──────── TEXTE À LIRE

Si les perturbations des chaînes d’approvisionnement et l’inflation planeront transitoirement sur l’économie mondiale en 2022, les tensions socio-politiques vont compliquer la donne sur le continent africain, s’inquiète le dernier baromètre trimestriel de Coface.
« Les risques non-macroéconomiques sont légion et le risque social et politique est à son maximum », pour Jean-Christophe Caffet, chef économiste de l’assureur-crédit. La multiplication des manifestations de grogne sociale et des tensions géopolitiques depuis le début de la pandémie, n’est pas en soi une nouveauté. En revanche, souligne l’étude de Coface, la persistance d’une forte inflation en 2022 va exacerber la pression sociale, notamment en raison de la hausse des prix alimentaires et du coût de l’énergie.
Deux postes de dépenses qui pèsent particulièrement lourd sur les ménages africains. Les Nations unies estiment que les prix alimentaires rapportés au PIB par habitant sont 30 % à 40 % supérieurs à ceux du reste du monde. Conséquence : une augmentation de l’insécurité alimentaire. Selon le dernier rapport d’Oxfam 282 millions d’Africains souffrent de malnutrition et 93 millions de crise alimentaire grave.

────────────────
──────── DONNÉES FOURNIES

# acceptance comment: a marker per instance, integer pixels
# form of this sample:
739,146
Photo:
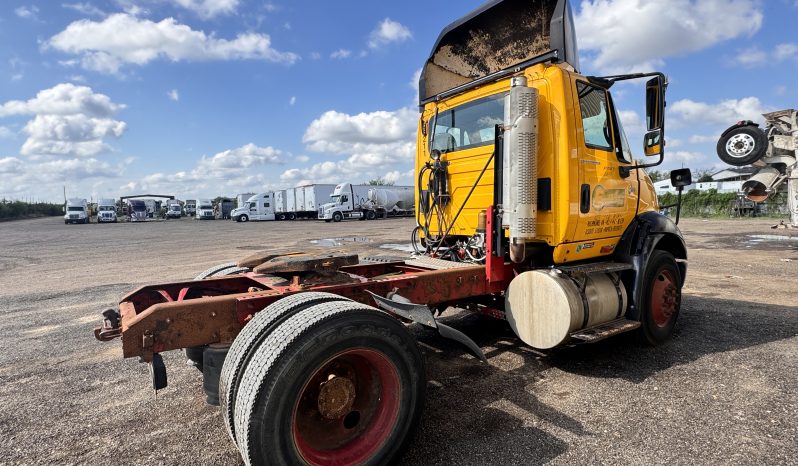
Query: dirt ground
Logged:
722,391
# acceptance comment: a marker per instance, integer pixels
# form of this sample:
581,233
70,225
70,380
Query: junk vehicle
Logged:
174,209
191,207
76,211
773,151
396,201
136,210
106,211
346,202
531,209
205,210
257,207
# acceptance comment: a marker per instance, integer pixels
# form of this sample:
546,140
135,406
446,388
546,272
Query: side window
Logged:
468,125
595,116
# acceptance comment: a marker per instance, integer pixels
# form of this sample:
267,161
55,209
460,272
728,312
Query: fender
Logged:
649,232
737,125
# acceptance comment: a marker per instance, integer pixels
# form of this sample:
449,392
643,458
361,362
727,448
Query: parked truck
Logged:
531,210
106,211
205,210
136,210
191,207
257,207
173,209
76,210
346,202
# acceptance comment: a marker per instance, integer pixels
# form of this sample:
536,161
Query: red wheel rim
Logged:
664,297
347,409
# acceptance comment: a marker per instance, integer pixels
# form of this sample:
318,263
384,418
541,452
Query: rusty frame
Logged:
170,316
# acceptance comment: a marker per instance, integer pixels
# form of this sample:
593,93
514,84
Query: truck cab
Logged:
191,207
174,210
76,211
345,203
106,211
205,210
257,207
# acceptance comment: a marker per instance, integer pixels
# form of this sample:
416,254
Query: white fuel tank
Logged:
544,307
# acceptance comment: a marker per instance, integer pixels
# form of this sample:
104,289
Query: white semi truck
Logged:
367,202
173,209
346,202
191,207
106,211
76,211
205,210
258,207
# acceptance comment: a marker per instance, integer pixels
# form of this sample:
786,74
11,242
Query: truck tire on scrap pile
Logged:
660,298
742,145
250,338
336,383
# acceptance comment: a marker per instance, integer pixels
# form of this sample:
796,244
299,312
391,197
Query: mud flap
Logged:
421,314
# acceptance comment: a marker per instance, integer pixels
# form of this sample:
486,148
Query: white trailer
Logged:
106,211
290,204
346,202
280,210
241,199
76,211
258,207
313,197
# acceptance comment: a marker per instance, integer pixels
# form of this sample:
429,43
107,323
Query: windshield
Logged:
469,125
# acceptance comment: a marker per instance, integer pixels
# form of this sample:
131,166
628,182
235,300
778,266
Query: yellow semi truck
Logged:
531,208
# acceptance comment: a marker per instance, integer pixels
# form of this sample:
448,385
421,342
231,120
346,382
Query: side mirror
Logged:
652,142
681,178
655,103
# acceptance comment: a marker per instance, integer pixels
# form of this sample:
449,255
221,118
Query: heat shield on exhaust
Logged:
497,36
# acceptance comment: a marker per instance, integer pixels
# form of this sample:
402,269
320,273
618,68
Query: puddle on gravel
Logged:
332,242
398,247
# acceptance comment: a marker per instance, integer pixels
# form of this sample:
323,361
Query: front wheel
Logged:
337,383
661,298
742,145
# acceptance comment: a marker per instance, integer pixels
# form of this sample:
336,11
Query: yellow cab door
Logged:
607,199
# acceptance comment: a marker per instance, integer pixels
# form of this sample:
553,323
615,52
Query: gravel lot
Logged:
723,390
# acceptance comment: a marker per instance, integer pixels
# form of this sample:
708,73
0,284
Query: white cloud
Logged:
373,144
229,171
341,54
388,31
84,8
787,51
209,8
725,113
629,34
27,12
101,48
68,120
10,165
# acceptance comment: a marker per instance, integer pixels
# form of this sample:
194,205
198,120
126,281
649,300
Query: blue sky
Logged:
216,97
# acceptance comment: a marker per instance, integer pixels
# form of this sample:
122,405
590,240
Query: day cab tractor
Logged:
531,209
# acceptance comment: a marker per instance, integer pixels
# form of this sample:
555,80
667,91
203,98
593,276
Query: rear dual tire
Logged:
337,382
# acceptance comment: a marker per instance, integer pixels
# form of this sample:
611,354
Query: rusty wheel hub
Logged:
336,396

────────────────

> CONSIGNES
**a)** Recopiez le passage du texte à lire commençant par « Si les perturbations » et se terminant par « trimestriel de Coface. », en remplaçant « l’économie mondiale » par « la croissance mondiale ».
**b)** Relevez toutes les organisations nommées dans le texte à lire.
Les entrées ne servent à rien pour ce travail.

> RÉPONSES ATTENDUES
**a)**
Si les perturbations des chaînes d’approvisionnement et l’inflation planeront transitoirement sur la croissance mondiale en 2022, les tensions socio-politiques vont compliquer la donne sur le continent africain, s’inquiète le dernier baromètre trimestriel de Coface.

**b)** Coface, les Nations unies, Oxfam